-- Begin --
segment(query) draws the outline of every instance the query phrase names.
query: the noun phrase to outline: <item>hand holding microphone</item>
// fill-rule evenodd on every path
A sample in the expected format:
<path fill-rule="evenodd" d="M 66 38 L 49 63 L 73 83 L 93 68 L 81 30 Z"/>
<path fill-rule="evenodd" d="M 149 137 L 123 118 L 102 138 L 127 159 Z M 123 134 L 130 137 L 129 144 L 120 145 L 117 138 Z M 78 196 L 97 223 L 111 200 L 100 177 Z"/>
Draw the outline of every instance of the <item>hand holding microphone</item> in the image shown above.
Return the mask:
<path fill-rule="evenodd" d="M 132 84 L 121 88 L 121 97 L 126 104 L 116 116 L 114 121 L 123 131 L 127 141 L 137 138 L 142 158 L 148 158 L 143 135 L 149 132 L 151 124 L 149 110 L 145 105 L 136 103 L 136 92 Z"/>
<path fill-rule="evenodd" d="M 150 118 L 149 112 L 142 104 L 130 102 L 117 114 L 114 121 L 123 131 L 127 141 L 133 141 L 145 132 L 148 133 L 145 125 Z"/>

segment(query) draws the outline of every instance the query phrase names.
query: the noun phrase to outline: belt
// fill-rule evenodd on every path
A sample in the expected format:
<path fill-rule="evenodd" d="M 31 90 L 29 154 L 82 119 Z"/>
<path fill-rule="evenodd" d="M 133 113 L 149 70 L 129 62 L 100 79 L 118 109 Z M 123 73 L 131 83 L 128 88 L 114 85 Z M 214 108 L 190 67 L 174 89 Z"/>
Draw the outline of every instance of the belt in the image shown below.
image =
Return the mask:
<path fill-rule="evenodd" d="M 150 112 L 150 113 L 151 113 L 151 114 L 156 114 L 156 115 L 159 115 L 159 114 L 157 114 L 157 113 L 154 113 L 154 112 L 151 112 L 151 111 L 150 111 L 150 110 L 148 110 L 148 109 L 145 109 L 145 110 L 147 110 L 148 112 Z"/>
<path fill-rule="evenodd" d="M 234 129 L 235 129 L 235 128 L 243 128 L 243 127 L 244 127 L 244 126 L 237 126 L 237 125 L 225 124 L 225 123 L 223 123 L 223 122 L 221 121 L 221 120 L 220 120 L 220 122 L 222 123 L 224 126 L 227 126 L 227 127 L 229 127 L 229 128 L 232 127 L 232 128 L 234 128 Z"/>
-- End --
- _Task_: Print all of the data exactly as it was given.

- _Answer for this exercise_:
segment(query) draws the outline of every instance the query phrase names.
query: the noun phrase to outline: <item>hand holding microphone</item>
// fill-rule evenodd on every path
A sample in the expected format:
<path fill-rule="evenodd" d="M 66 38 L 49 63 L 73 83 L 93 68 L 81 30 Z"/>
<path fill-rule="evenodd" d="M 149 137 L 123 118 L 102 138 L 127 159 Z M 123 134 L 130 137 L 129 144 L 120 145 L 117 138 Z M 78 196 L 97 223 L 111 200 L 100 177 Z"/>
Draw the outline of every instance of the <item>hand holding microphone</item> in the image shown above.
Return the mask:
<path fill-rule="evenodd" d="M 132 84 L 121 88 L 121 97 L 126 104 L 116 116 L 114 121 L 123 131 L 127 141 L 137 138 L 142 158 L 148 158 L 143 135 L 149 132 L 151 124 L 149 110 L 145 105 L 136 103 L 136 92 Z"/>
<path fill-rule="evenodd" d="M 150 118 L 149 112 L 142 104 L 130 102 L 117 114 L 114 121 L 123 131 L 127 141 L 133 141 L 145 132 L 148 133 L 145 125 Z"/>

segment(query) draws the outline of every instance the query phrase names.
query: the noun phrase to outline: belt
// fill-rule evenodd on every path
A sample in the expected format:
<path fill-rule="evenodd" d="M 31 90 L 29 154 L 82 119 Z"/>
<path fill-rule="evenodd" d="M 133 113 L 149 70 L 129 62 L 100 79 L 118 109 Z M 123 73 L 131 83 L 128 88 L 114 85 Z M 214 108 L 190 67 L 174 89 Z"/>
Draw the outline of every instance of the belt in the image shown below.
image =
Return the mask:
<path fill-rule="evenodd" d="M 150 112 L 150 113 L 151 113 L 151 114 L 156 114 L 156 115 L 159 115 L 159 114 L 157 114 L 157 113 L 154 113 L 154 112 L 151 112 L 151 111 L 150 111 L 150 110 L 148 110 L 148 109 L 145 109 L 145 110 L 147 110 L 148 112 Z"/>
<path fill-rule="evenodd" d="M 234 129 L 235 129 L 235 128 L 243 128 L 243 127 L 244 127 L 244 126 L 237 126 L 237 125 L 225 124 L 225 123 L 223 123 L 223 122 L 221 121 L 221 120 L 220 120 L 220 122 L 222 123 L 224 126 L 227 126 L 227 127 L 229 127 L 229 128 L 232 127 L 232 128 L 234 128 Z"/>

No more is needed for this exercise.